◆ **WHAT THE EXERCISE ASKS**
Select every line in the records below that contains the word "pillow", and copy each one.

◆ **Point placement records**

↓↓↓

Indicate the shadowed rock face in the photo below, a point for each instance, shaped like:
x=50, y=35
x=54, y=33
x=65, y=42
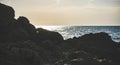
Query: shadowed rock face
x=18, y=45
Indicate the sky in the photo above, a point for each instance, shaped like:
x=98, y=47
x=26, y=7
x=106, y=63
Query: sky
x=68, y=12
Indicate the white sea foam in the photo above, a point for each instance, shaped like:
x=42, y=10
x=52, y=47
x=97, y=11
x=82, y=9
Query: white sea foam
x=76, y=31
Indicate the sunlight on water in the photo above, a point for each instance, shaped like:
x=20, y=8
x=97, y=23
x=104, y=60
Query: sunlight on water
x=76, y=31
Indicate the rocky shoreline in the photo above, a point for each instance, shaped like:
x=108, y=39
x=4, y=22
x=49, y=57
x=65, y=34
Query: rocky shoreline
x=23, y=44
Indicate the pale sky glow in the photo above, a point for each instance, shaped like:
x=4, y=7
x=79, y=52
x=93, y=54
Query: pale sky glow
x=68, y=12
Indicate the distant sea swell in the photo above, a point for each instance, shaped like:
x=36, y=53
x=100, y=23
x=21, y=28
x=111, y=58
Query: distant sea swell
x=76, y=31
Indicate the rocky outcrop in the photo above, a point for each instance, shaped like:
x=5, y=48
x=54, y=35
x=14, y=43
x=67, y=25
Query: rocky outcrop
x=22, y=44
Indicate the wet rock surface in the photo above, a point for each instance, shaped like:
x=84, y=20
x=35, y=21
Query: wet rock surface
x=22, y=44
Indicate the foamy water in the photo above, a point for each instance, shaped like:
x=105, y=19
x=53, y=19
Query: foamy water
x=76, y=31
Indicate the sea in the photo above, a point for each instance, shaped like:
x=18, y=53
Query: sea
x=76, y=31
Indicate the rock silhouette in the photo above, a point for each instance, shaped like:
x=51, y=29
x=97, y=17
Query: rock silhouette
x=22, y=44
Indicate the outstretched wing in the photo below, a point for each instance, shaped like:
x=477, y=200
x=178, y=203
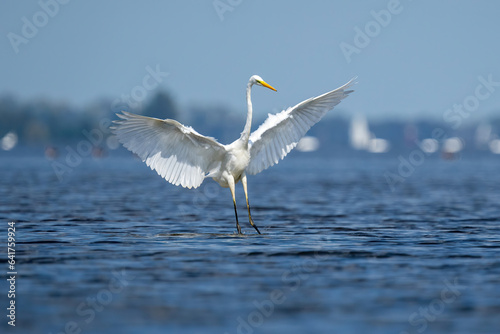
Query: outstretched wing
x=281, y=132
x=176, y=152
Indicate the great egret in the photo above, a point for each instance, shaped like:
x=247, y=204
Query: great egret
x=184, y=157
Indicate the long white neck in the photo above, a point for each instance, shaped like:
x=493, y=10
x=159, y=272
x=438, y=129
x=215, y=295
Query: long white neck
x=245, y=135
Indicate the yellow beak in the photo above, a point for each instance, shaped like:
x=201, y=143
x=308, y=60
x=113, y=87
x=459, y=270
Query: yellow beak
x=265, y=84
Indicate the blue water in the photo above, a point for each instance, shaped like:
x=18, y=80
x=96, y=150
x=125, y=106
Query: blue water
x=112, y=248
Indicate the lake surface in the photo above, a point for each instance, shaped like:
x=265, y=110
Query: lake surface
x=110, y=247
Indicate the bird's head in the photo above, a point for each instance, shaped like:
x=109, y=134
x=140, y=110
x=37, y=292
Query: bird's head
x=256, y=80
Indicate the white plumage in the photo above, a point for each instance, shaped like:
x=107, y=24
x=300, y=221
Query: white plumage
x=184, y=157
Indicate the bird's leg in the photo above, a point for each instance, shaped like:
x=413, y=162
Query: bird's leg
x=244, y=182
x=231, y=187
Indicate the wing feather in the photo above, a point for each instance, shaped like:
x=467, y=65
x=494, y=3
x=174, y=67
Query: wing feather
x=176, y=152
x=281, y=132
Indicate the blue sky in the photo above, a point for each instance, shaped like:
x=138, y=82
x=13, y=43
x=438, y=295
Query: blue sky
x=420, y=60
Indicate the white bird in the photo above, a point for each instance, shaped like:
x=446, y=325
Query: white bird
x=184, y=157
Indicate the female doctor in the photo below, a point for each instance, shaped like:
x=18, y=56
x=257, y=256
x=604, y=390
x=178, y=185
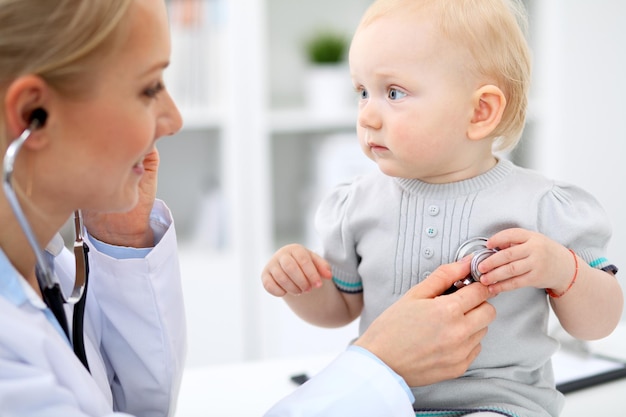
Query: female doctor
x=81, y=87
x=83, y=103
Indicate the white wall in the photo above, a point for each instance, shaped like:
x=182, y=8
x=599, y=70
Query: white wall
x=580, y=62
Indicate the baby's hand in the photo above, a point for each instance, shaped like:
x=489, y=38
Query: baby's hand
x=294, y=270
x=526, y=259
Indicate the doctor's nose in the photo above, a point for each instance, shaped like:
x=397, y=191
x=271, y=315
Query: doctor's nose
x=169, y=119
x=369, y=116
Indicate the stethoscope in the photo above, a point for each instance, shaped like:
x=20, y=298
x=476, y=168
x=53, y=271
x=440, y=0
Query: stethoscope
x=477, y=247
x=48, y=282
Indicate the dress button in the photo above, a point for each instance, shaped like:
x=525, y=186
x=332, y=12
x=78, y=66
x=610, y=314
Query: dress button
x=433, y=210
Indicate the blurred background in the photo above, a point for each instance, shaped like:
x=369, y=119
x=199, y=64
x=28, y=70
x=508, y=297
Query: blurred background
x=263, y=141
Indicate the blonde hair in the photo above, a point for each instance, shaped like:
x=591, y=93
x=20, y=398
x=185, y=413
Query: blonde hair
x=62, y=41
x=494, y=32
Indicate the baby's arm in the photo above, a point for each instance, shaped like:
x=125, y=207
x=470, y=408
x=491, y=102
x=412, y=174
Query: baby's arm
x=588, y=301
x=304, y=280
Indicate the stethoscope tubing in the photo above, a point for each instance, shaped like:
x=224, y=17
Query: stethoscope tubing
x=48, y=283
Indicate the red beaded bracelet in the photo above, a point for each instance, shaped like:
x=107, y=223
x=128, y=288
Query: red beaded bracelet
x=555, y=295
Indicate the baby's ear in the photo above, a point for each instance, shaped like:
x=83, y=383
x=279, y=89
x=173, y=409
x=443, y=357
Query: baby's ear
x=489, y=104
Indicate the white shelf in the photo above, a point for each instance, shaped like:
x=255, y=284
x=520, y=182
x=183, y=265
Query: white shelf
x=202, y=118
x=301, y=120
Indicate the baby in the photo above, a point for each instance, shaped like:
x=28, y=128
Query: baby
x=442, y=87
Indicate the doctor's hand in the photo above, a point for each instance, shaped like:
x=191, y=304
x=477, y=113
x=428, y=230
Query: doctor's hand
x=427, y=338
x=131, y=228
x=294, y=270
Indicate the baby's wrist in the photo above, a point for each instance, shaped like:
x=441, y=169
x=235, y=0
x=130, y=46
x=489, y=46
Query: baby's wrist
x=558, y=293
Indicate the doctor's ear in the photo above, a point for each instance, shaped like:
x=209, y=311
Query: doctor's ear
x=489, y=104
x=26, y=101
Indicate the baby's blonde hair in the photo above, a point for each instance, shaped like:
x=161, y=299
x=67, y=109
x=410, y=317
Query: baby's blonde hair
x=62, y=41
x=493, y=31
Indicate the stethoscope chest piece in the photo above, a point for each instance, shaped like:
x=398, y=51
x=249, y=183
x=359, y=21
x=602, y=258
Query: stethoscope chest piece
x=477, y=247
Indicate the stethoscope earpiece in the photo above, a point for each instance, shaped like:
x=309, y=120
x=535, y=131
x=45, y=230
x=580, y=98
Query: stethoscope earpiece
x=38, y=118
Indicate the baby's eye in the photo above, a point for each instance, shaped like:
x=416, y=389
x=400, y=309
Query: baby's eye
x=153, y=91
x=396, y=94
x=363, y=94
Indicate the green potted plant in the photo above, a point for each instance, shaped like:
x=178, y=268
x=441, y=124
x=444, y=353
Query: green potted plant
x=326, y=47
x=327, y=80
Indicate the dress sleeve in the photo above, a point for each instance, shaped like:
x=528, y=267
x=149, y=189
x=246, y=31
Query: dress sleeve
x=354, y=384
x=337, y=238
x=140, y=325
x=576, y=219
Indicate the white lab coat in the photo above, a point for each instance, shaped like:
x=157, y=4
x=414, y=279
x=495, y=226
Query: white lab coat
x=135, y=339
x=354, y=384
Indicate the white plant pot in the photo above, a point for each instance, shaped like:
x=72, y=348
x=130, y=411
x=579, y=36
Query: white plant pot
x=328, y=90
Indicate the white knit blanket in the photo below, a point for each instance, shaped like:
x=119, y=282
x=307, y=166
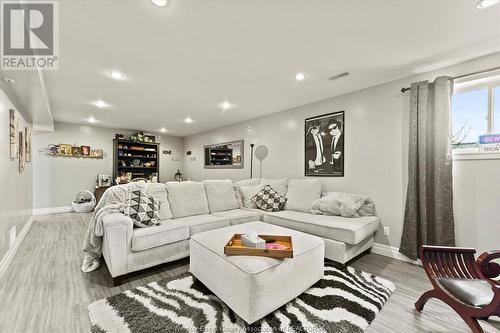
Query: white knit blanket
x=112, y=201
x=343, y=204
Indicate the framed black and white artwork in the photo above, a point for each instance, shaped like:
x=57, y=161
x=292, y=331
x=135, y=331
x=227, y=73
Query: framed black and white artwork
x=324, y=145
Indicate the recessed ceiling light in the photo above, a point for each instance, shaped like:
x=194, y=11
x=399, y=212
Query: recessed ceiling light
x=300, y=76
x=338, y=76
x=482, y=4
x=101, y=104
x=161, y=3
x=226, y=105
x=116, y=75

↑↑↑
↓↓↓

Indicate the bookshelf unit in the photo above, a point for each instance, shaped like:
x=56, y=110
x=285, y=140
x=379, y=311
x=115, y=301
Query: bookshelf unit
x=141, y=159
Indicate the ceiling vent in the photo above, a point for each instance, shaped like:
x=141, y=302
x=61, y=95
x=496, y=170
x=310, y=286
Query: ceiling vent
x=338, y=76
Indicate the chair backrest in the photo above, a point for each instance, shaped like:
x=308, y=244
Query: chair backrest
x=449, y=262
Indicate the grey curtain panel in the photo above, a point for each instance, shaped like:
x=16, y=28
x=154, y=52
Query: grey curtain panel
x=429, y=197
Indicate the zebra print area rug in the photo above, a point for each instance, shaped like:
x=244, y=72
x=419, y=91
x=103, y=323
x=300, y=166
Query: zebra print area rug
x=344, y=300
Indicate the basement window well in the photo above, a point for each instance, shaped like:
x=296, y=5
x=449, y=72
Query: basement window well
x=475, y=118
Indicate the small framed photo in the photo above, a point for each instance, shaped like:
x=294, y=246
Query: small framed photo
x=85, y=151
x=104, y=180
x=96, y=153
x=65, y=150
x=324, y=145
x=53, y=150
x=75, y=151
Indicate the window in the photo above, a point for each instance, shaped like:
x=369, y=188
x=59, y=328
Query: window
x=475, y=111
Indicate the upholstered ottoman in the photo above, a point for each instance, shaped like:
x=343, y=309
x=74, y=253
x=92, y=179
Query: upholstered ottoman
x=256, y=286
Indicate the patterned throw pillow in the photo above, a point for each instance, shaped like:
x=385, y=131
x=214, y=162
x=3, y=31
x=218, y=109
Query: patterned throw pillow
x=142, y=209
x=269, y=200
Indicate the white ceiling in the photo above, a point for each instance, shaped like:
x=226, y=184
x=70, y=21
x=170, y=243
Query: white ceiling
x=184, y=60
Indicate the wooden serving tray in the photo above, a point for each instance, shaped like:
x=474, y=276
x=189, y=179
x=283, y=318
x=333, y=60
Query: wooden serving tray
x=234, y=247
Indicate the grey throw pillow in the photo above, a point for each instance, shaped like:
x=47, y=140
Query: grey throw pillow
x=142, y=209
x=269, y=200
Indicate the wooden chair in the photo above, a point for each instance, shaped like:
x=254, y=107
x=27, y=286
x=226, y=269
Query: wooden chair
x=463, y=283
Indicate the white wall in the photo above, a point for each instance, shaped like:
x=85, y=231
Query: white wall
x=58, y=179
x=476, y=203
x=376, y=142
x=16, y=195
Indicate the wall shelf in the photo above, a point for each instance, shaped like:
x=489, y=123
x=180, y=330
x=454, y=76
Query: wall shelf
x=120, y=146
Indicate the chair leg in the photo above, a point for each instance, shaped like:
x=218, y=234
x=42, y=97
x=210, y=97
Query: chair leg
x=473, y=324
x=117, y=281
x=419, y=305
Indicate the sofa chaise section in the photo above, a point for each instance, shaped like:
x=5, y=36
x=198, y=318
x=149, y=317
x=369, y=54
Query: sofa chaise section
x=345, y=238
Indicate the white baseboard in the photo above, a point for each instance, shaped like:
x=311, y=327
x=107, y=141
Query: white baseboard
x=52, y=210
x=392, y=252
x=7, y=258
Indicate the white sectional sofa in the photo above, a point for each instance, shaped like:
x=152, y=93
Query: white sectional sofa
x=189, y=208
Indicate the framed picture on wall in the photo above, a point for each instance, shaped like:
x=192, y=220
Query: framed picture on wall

↑↑↑
↓↓↓

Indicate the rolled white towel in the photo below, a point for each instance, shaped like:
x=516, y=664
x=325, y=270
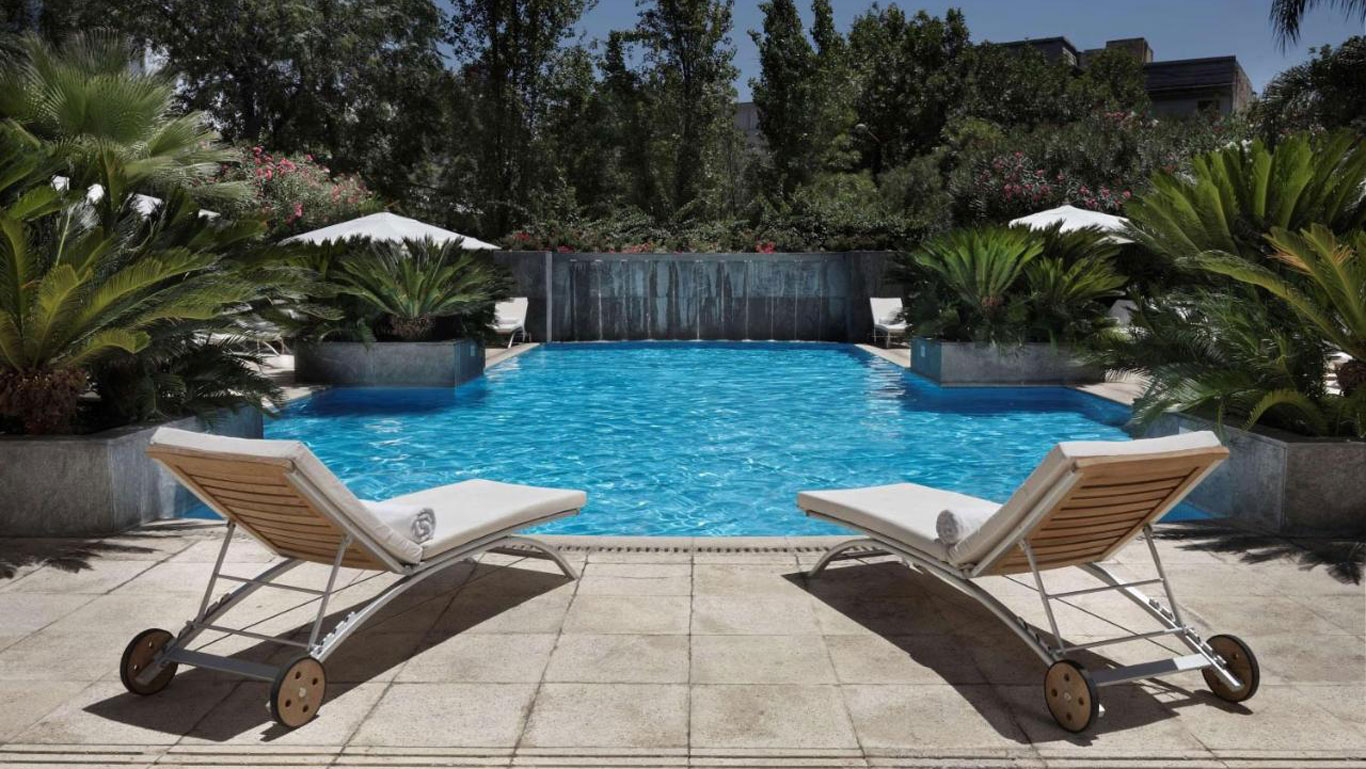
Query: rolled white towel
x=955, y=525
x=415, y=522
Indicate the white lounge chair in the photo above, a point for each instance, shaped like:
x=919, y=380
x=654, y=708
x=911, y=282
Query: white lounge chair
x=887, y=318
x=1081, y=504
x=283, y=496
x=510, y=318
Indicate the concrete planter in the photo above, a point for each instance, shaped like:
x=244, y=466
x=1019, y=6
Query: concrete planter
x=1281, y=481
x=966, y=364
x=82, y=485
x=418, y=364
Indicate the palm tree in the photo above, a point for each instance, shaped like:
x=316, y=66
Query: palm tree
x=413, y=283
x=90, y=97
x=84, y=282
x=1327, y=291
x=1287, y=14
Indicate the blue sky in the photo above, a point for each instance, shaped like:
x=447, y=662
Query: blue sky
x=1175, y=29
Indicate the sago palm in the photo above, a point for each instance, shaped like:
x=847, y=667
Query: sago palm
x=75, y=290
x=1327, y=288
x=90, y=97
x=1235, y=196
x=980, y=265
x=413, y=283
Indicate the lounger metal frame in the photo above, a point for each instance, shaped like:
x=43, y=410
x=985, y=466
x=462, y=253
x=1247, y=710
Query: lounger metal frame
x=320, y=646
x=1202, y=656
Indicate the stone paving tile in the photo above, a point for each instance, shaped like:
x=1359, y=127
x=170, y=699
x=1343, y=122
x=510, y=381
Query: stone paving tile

↑↑↑

◆ **TASK RESULT**
Indicate the patterned throw pillow in the photo above, a point for each instance, shaped like:
Query: patterned throw pillow
Indicate the grey throw pillow in the photo above, a point for each instance, shaped like:
Query: grey throw pillow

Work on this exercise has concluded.